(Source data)
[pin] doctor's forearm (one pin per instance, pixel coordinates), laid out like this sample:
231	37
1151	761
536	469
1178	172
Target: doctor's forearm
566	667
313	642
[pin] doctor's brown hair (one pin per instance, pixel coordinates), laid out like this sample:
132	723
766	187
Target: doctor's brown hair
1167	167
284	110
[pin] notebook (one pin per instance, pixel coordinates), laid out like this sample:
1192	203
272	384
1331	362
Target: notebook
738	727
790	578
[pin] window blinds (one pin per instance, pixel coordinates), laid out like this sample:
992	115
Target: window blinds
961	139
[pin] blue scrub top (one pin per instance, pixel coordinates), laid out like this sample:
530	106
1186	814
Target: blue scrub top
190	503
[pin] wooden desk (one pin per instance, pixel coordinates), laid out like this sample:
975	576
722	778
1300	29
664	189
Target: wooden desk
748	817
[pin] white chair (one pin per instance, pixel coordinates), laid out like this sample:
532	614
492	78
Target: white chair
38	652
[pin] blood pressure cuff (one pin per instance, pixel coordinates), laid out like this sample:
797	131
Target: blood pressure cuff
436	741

Direction
Can you reproduce the rows above with each "one pin per instance" swapped for "one pin per object" and everything else left as it is?

Problem solution
[pin] doctor's forearm (one pin per object, pixel coordinates), laid out like this sample:
231	37
1151	761
536	469
1178	172
Target: doctor's forearm
566	667
313	642
[pin] doctor's brown hair (one pin per object, pixel coordinates), laid out like this sample:
132	723
766	187
Target: doctor's brown hair
1167	167
284	110
[pin] notebook (one pin per object, pixel coordinates), laid out like this sample:
1192	203
272	384
1331	362
Target: notebook
738	727
790	578
[pin] window blinds (one pin per object, pixel coordinates), laid out like this sample:
992	115
Target: window blinds
961	139
[pin] blue scrub top (one pin per object, pixel coordinates), laid out like this sample:
530	106
1186	814
Target: blue scrub top
190	503
[pin] wooden desk (one pin per object, pixel coordinates), laid out like this sample:
975	576
722	778
1300	29
664	189
Target: wooden desk
748	817
[pin] white chair (one pin per object, pixel coordinates), laid out like this sample:
532	614
492	78
Target: white chair
38	652
[pin] blood pressure cuff (one pin per object, pixel coordinates), laid out like this sample:
797	131
Target: blood pressure cuff
436	741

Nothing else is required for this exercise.